> [Directions for this task]:
Format the entries below as a two-column CSV with the headers "prompt" and "points", giving one row per entry. Put each entry's text and its answer in a single quoted field, replace line breaks with spaces, and leave out the pictures.

> [Records supplied]:
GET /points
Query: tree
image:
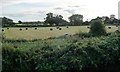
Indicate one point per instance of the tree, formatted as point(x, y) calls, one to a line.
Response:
point(97, 28)
point(76, 19)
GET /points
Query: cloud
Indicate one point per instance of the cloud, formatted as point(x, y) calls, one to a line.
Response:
point(58, 8)
point(71, 11)
point(74, 6)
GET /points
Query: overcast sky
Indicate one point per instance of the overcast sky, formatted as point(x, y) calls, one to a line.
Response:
point(34, 10)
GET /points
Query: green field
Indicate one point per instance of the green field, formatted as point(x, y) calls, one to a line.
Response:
point(45, 32)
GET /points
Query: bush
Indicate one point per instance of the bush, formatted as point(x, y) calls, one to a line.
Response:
point(20, 29)
point(26, 28)
point(2, 29)
point(109, 27)
point(97, 28)
point(60, 28)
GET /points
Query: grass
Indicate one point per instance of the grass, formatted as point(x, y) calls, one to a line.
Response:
point(45, 32)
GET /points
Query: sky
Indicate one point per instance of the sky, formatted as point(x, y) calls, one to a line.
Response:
point(36, 10)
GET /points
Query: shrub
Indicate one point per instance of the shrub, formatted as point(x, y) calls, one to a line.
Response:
point(51, 29)
point(88, 27)
point(97, 28)
point(26, 28)
point(20, 29)
point(2, 29)
point(60, 28)
point(57, 27)
point(109, 27)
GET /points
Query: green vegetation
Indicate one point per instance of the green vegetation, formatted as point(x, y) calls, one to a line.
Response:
point(63, 54)
point(97, 28)
point(45, 32)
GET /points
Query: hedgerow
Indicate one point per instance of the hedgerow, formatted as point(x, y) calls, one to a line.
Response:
point(63, 55)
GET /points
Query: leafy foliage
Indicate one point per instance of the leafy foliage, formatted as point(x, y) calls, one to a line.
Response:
point(62, 54)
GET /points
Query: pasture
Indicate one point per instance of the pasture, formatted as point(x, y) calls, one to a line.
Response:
point(46, 32)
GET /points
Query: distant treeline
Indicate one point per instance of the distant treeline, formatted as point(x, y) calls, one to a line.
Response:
point(57, 20)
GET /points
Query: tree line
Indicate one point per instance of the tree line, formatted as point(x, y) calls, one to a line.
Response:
point(57, 20)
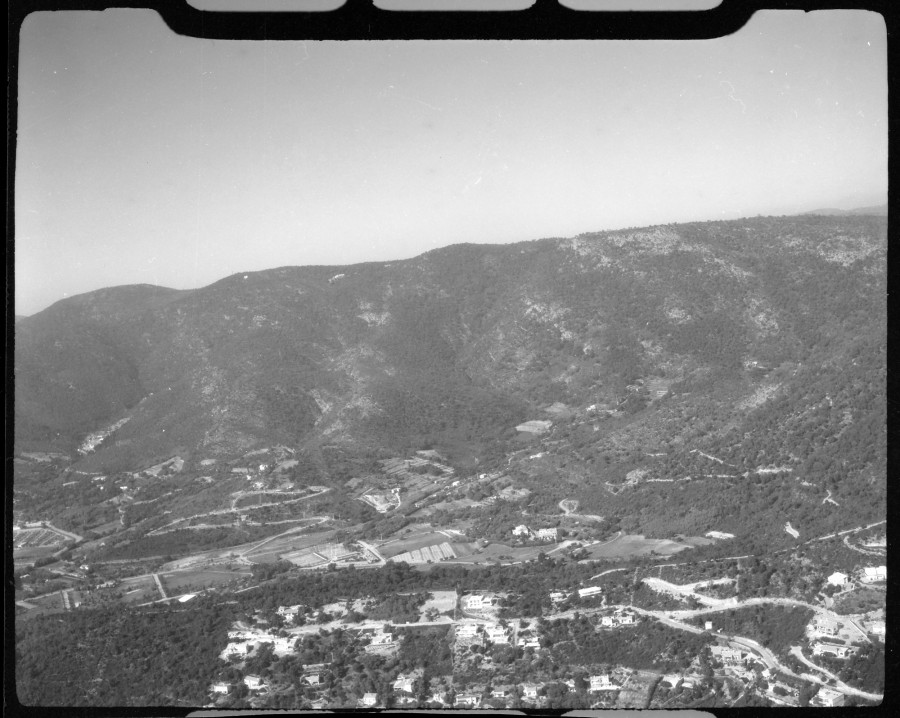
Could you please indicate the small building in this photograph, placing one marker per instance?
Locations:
(871, 574)
(727, 655)
(467, 699)
(289, 612)
(547, 534)
(827, 626)
(254, 683)
(382, 639)
(673, 679)
(838, 579)
(829, 697)
(837, 650)
(602, 683)
(476, 602)
(497, 634)
(404, 684)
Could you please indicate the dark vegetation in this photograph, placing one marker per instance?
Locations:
(121, 657)
(776, 627)
(644, 645)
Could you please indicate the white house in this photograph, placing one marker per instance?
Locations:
(871, 574)
(829, 697)
(254, 683)
(726, 655)
(547, 534)
(833, 649)
(877, 629)
(827, 626)
(476, 602)
(382, 639)
(603, 683)
(673, 679)
(289, 611)
(468, 699)
(838, 579)
(404, 684)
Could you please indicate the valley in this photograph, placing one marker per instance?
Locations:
(636, 468)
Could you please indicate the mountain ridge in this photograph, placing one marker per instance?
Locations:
(410, 350)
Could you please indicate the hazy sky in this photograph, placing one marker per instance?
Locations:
(146, 157)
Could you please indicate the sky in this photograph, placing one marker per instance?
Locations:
(147, 157)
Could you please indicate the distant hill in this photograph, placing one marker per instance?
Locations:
(878, 210)
(452, 348)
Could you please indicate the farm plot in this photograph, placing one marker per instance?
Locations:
(35, 538)
(411, 543)
(440, 601)
(309, 556)
(503, 553)
(439, 552)
(181, 581)
(634, 545)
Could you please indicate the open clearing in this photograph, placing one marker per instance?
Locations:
(501, 552)
(177, 582)
(411, 543)
(635, 545)
(440, 601)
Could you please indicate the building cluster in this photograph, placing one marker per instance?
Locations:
(873, 574)
(480, 602)
(243, 642)
(548, 534)
(615, 620)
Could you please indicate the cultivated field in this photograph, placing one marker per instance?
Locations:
(427, 554)
(440, 601)
(411, 543)
(181, 581)
(35, 538)
(502, 552)
(634, 545)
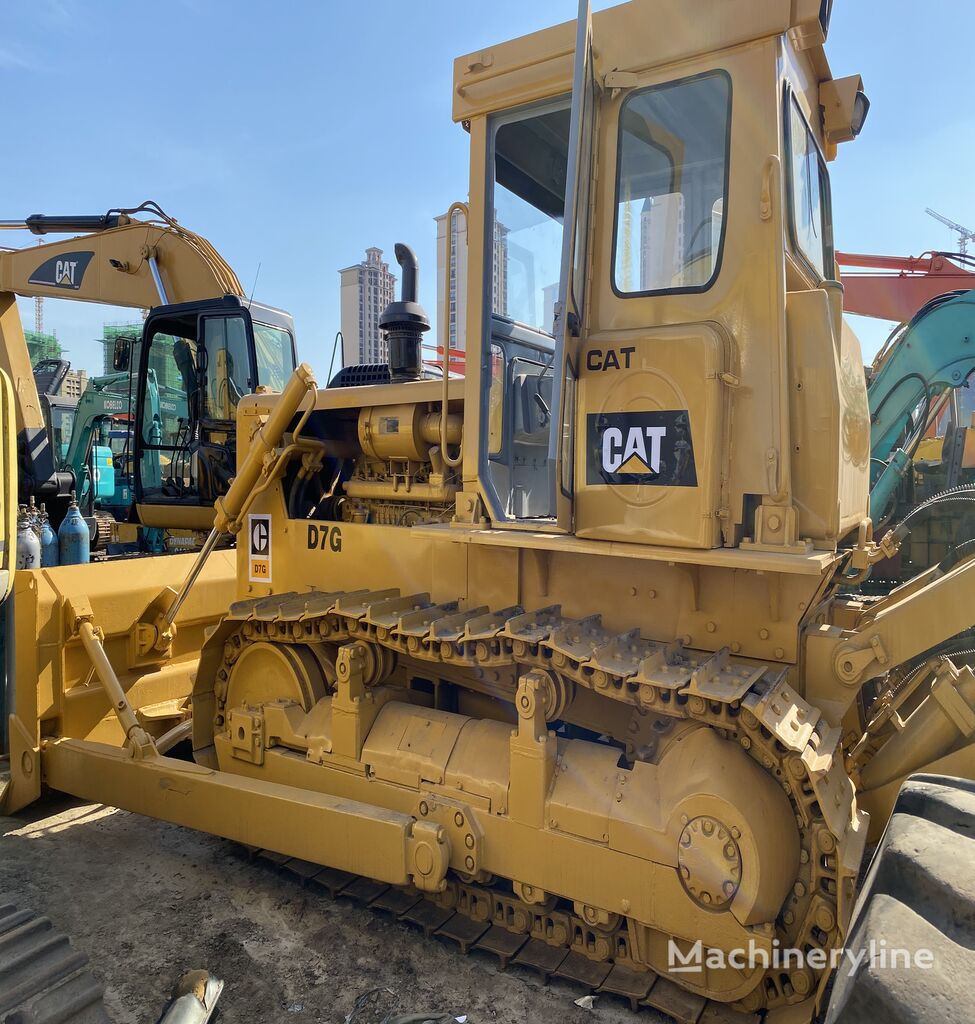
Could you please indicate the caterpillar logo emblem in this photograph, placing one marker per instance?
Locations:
(258, 530)
(640, 449)
(67, 270)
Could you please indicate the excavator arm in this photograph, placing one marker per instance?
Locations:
(116, 259)
(121, 261)
(922, 363)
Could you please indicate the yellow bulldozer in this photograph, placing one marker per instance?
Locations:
(568, 652)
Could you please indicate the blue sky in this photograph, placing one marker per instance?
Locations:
(295, 134)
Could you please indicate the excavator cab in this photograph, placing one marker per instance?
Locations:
(204, 356)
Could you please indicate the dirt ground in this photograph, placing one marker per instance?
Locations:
(147, 900)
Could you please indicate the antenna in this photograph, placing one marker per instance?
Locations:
(39, 306)
(254, 287)
(965, 235)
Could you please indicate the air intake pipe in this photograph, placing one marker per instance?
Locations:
(405, 323)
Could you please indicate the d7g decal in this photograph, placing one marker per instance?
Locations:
(640, 449)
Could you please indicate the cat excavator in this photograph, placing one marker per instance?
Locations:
(226, 346)
(565, 659)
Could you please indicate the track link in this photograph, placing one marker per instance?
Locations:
(750, 704)
(640, 988)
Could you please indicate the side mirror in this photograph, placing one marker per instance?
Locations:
(122, 353)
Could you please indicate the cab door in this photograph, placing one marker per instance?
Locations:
(569, 321)
(533, 299)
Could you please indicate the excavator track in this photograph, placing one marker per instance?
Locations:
(750, 704)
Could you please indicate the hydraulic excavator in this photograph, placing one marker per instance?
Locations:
(223, 346)
(565, 659)
(919, 397)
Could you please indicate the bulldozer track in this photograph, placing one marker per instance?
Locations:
(747, 702)
(640, 988)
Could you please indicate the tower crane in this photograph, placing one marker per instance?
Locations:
(965, 235)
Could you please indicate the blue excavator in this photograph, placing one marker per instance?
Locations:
(922, 424)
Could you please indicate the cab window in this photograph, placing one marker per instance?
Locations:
(672, 185)
(273, 349)
(810, 218)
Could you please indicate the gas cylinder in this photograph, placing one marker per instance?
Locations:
(74, 541)
(29, 547)
(50, 554)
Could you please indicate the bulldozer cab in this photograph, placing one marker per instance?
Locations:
(197, 360)
(650, 266)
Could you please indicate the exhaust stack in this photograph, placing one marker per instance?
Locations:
(405, 323)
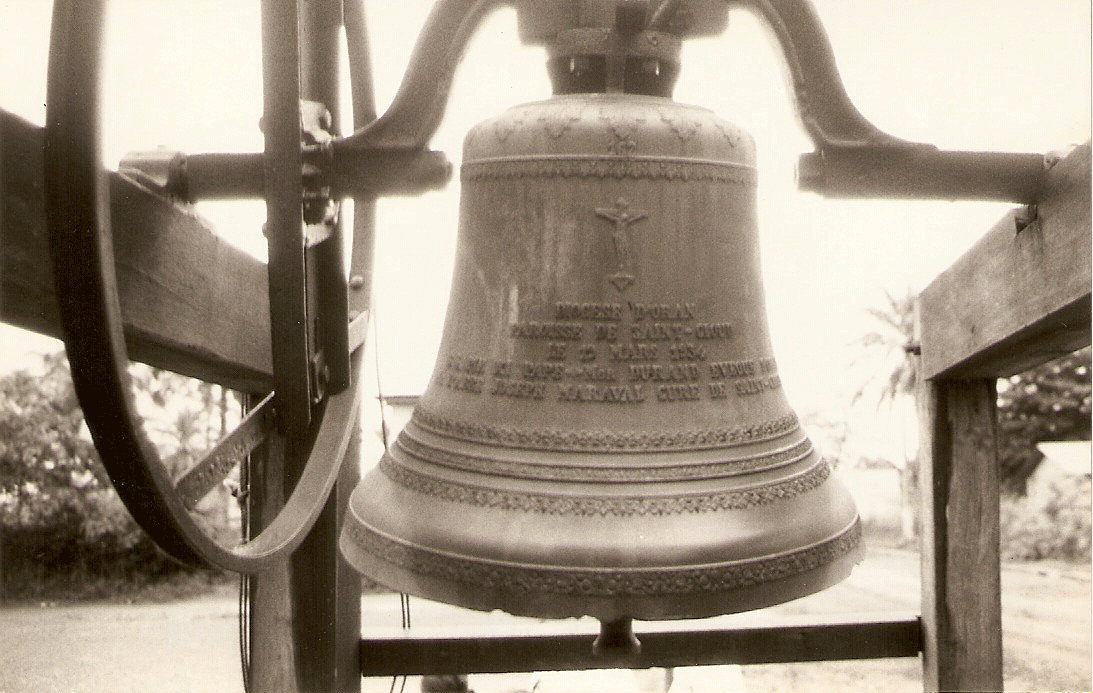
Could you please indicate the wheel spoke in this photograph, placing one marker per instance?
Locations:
(219, 462)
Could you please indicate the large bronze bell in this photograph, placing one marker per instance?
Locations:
(604, 432)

> [Task result]:
prompt,points
"GET /points Query: tree image: Indicate one point per instance of the tree, formatted as point(x, y) calls, one to a line. Response:","point(97, 28) point(76, 19)"
"GET /points Query: cloud Indicate one point per instance of the cloud, formatted as point(x, y) calls, one to a line. Response:","point(58, 8) point(71, 11) point(74, 6)"
"GET /points Query: overcast sky Indicate one point per instance of the overcast sky, formatted as point(x, y) calls, one to a line. Response:","point(34, 10)"
"GET /points Query: green field Indicate one point per instance of the green field, formatted as point(x, y) calls, one to a line. Response:","point(45, 32)"
"GET /points Query: bush Indicate one point per instance of the bush, formatted as point(x, y) calls, one to a line. Response:","point(20, 29) point(26, 28) point(2, 29) point(109, 27) point(97, 28) point(60, 28)"
"GET /points Query: grass Indicate one point per instance of the grass, formatted as point(x, y) calls, one to a line. Response:","point(45, 32)"
"GET /points Query: sky Indicate one point per instance of the sky, formatted as point(x, y) calls, one to a line. Response:","point(36, 10)"
"GET /points Query: shrub Indicate one point per instance of the shrub, formatted as point(x, y) calls, one to a line. Response:","point(51, 29) point(88, 27) point(97, 28) point(26, 28) point(20, 29) point(2, 29) point(60, 28) point(57, 27) point(109, 27)"
"GET /points Query: green vegetation Indicate one point per instance of the green vegetation, formatted as point(x, y) calls, one to a line. Response:","point(63, 54) point(97, 28) point(45, 32)"
"GET /points Query: hedgerow Indicate one point per instance of the hedgerow, formatted as point(x, y) calls, one to a line. Response:","point(63, 55)"
"GET /points Query: leafy foliage Indicate one point per instance of the leafy foliage, formatted as point(x, y) calls, one to a line. Response:","point(62, 54)"
"GET /points Query: pasture Indicate one point per instance of the pasture, formatted as point(x, y) calls, one to a line. Response:","point(46, 32)"
"GET /points Query: distant treeline Indicate one point per instance of the distant treeline, formatted as point(x, y) calls, one to a line. Response:","point(57, 20)"
"GET /points Query: tree line Indicate one point per instance of the tree line, formatted as point(x, y) calls, one to a line. Response:","point(57, 20)"
"Could you please indicate the small building in this photograph, placing one marker per instance? Locations:","(871, 574) (727, 655) (467, 699) (289, 612) (547, 534) (827, 626) (254, 683) (382, 639) (673, 679) (838, 579) (829, 697) (837, 650) (602, 683) (476, 602) (497, 634) (404, 684)"
"Could you please indicate the dark vegetation in this photograph, placing one marker per instance? Locations:","(121, 657) (776, 627) (644, 645)"
"Could you please indicate the white house in this photograph, placing one marker per instance? Locations:","(871, 574) (829, 697) (254, 683) (726, 655) (547, 534) (833, 649) (877, 629) (827, 626) (476, 602) (382, 639) (603, 683) (673, 679) (289, 611) (468, 699) (838, 579) (404, 684)"
"Could you please indicate the valley in this photograph, placing one marker per instance? Locations:","(636, 468)"
"Could you please indicate the mountain ridge in this photograph, placing one marker per instance? Locations:","(410, 350)"
"Could you please indicate the hazy sky in this photograph, placing one marker per instance? Locations:","(146, 157)"
"Could you please indicate the sky in this photograph, placing one marker per instance? Locations:","(147, 157)"
"Could you please indicate the distant hill in this photograph, placing one marker per instance? Locations:","(878, 210) (452, 348)"
"Could you please indicate the farm plot in this photograph, placing one marker per instance? Locations:","(35, 538) (411, 543) (440, 601) (309, 556) (503, 553) (439, 552) (181, 581) (634, 545)"
"Could you please indicate the open clearing in this photograph, placing one marker per instance? Locations:","(501, 552) (177, 582) (411, 543) (635, 545) (440, 601)"
"Could you please indicate the building cluster in this photograph, placing one marker per instance? Locations:","(873, 574) (480, 602) (243, 642) (548, 534) (615, 620)"
"Could you please indicate the cultivated field in this photograph, placing one marker per instance? Locations:","(427, 554) (440, 601) (411, 543) (181, 581) (35, 538) (502, 552) (634, 545)"
"Could you please indicate the caterpillar logo emblem in this photograph, placing one marker per instance? Locations:","(258, 530) (640, 449) (67, 270)"
"Could you please indicate the excavator arm in this photograph, placing one marker per instance? Locations:","(116, 259) (121, 261) (922, 363)"
"Could you please indicate the yellow bulldozer in this photograph, placing one marker per instance? Locations:","(568, 652)"
"Could you please indicate the blue sky in this photograph, placing one marker per instance? Locations:","(295, 134)"
"Could you please indicate the excavator cab in this photograph, placing one marker per instance? Locations:","(204, 356)"
"Could you please indicate the dirt ground in this photograph, placing one marker per instance? Locations:","(147, 900)"
"Could you please indicate the antenna in this photograph, placing one marker per instance? Locations:","(39, 306) (254, 287) (965, 235)"
"Could you please indicate the air intake pipe in this photograph, placing one marker per instance? Locations:","(405, 323)"
"Could you please indicate the d7g decal in this photograph, placing one marker per instance? Locations:","(640, 449)"
"Could you please indicate the cat excavator in this photograph, placing one marker per instance? Locations:","(226, 346) (565, 659)"
"Could you please indicate the track link in this photograph, placing one marker per instance? Locations:","(750, 704) (640, 988)"
"Could you please indicate the side mirror in this photograph, placing one marker per instance? Locations:","(122, 353)"
"Could you please indicate the cab door in this photograph, placing one marker per instance? Locations:","(569, 321) (533, 299)"
"Could you please indicate the excavator track in this photograph, placing one marker per instance? Locations:","(750, 704)"
"Could you please indicate the hydraulic excavator in this photograph, placing one marker per instance? Locations:","(223, 346) (565, 659) (919, 397)"
"Could you please indicate the bulldozer track in this photograph, placing one marker per instance? Locations:","(747, 702) (640, 988)"
"Could you please indicate the tower crane in this photograph, placing one marker per instance? Locations:","(965, 235)"
"Could you please indicate the blue excavator in this photograph, placing one marker per instance? Locations:","(922, 424)"
"Could you please indicate the cab window in this photograph, placing one marker per instance? Locations:","(672, 185) (273, 349) (810, 218)"
"Could you please indicate the gas cylinder in this photograph, placing one marker per instance? Locations:","(74, 541) (29, 547) (50, 554)"
"Could you please indicate the bulldozer cab in this photograph, placing one marker per instance? Locations:","(197, 360) (650, 266)"
"Could you please indicate the exhaust stack in this photograph, placing one marker per instance? Locations:","(405, 323)"
"Could you please indicate the wheel spoke in this photograph, placing one marker per instance? Locations:","(219, 462)"
"Could you please indicate the large bronze bell in this photograph, placing one marker per instance? Locations:","(604, 432)"